I am parsing xml file. It is working for some file and for some it is not.
My code is:
public static String parseXml(String xmlFileName) {
StringBuilder docText = new StringBuilder();
try {
DocumentBuilderFactory domFactory = DocumentBuilderFactory.newInstance();
domFactory.setNamespaceAware(true);
//domFactory.setValidating(false);
DocumentBuilder builder = domFactory.newDocumentBuilder();
builder.setEntityResolver(new EntityResolver() {
@Override
public InputSource resolveEntity(String publicId, String systemId)

What to work on.
In the XML parsing post, which line in the code is commented out?

Data rows.
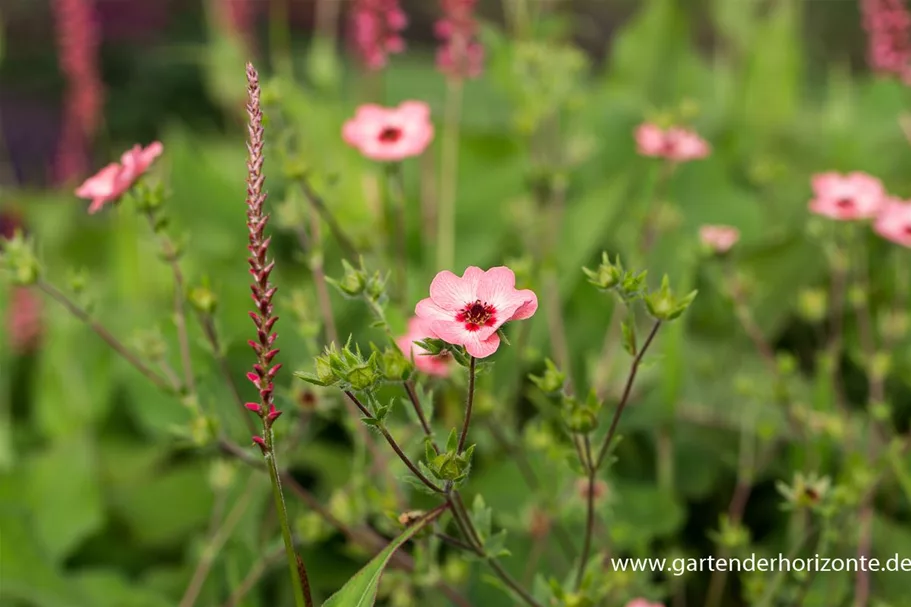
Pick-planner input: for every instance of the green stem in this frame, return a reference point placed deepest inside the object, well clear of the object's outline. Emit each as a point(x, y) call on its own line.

--

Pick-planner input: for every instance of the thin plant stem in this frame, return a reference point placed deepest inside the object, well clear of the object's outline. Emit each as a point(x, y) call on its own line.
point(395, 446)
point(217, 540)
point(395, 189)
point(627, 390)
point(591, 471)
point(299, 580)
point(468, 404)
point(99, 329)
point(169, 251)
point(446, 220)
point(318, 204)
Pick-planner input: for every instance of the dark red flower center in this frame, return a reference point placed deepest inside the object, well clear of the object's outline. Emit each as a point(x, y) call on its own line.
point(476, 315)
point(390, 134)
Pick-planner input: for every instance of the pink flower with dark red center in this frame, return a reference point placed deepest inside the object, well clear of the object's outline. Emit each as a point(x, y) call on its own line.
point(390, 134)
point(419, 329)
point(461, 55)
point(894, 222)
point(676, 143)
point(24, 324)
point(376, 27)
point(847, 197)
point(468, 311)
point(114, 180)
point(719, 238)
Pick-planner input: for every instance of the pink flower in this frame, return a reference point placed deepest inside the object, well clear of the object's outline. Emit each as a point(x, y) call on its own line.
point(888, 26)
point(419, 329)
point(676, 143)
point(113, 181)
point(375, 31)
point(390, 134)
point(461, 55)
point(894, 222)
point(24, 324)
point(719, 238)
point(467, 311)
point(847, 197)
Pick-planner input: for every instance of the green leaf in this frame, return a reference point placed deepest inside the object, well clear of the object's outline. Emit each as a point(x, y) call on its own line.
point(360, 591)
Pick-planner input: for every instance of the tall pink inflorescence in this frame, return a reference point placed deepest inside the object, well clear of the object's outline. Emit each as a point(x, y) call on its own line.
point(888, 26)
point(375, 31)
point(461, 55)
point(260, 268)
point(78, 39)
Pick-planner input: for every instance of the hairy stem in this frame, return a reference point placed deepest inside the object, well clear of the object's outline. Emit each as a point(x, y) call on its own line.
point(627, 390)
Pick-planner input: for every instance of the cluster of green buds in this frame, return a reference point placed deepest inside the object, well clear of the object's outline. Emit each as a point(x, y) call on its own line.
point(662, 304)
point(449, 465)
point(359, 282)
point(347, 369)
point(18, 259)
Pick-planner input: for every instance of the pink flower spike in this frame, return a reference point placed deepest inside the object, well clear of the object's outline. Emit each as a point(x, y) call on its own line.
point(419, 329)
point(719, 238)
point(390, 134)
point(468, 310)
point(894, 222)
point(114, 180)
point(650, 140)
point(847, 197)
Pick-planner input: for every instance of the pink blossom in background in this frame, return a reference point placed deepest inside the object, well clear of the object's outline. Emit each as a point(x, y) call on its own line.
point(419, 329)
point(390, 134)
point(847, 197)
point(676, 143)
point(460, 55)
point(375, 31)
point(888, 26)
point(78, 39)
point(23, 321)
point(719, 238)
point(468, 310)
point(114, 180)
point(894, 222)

* * *

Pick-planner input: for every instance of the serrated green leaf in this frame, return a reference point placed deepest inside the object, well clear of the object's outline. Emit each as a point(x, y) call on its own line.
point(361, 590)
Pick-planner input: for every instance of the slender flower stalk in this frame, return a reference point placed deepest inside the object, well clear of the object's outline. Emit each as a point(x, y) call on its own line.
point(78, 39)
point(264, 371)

Solution to this task.
domFactory.setValidating(false);